Given passage:

Operation b-c: As the crankshaft continues to rotate piston 10 moves to top dead centre, driving the helium from the hot space 5 into the cold space 8 and depositing heat in the regenerator 3. The fins 14 interpenetrate the fins 6 to enclose near-zero volume of gas in the hot space 5 (point c" in Fig. 3c). Cam 20 turns and allows piston rod 18 to descend so that piston 16 reaches the bottom of its stroke (c' in Fig. 3b). The volume of the cold space is now a maximum at V=2.2 units. The pressure in the hot and cold spaces drops to 1.8 units.

Operation c-d: Continued rotation of the crankshaft 11 causes the cam 20 to turn and push the piston rod 18 upwards so that the piston 16 compresses the helium in the cold space 8 isothermally to P=2, V=2 (point d'), the heat of compression being absorbed by the fins 7 and 9 and carried away by the fluid flowing through from C to D. Piston 10 remains substantially at top dead centre (point dt Operation d-a: Further rotation of the crankshaft 11 turns the cam 20 so that the piston 16 advances to the top of its stroke. The fins 17 interpenetrate the fins 7 and all the helium in the cold space 8 is driven into the hot space 5, absorbing heat from the regenerator 3 as it does so. The piston 10 descends, the pressure rises to P=4 and the volume of helium in the hot space reaches V=4, so completing the cycle.

Excerpted records:

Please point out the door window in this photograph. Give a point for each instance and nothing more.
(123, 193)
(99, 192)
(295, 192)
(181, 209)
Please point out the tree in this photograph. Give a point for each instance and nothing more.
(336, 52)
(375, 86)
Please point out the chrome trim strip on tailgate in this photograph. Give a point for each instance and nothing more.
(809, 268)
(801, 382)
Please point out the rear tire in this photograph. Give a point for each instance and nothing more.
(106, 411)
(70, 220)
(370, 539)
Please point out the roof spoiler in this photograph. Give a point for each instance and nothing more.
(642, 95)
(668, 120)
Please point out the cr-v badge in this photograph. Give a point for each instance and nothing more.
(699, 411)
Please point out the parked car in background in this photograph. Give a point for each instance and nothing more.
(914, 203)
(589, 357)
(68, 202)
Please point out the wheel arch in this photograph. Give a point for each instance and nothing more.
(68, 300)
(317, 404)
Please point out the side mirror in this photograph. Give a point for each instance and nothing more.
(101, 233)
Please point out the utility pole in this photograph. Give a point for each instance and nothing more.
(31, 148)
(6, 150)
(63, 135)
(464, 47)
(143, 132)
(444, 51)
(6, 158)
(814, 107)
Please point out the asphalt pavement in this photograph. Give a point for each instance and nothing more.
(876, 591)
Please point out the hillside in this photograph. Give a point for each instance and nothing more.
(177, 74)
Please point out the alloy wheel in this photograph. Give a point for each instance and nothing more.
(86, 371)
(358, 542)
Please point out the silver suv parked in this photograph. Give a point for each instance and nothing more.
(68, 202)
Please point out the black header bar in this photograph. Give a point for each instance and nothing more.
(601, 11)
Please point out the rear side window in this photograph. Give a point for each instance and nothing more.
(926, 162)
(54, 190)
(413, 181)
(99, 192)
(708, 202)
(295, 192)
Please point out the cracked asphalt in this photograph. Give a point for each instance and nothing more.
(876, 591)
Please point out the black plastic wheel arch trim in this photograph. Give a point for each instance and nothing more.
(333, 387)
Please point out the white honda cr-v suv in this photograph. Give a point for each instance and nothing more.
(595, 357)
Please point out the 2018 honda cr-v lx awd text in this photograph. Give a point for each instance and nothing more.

Directive: Translate this sentence from the engine cycle description above into Spanish: "The volume of the cold space is now a maximum at V=2.2 units."

Task result: El volumen del espacio frío es ahora máximo, con V=2,2 unidades.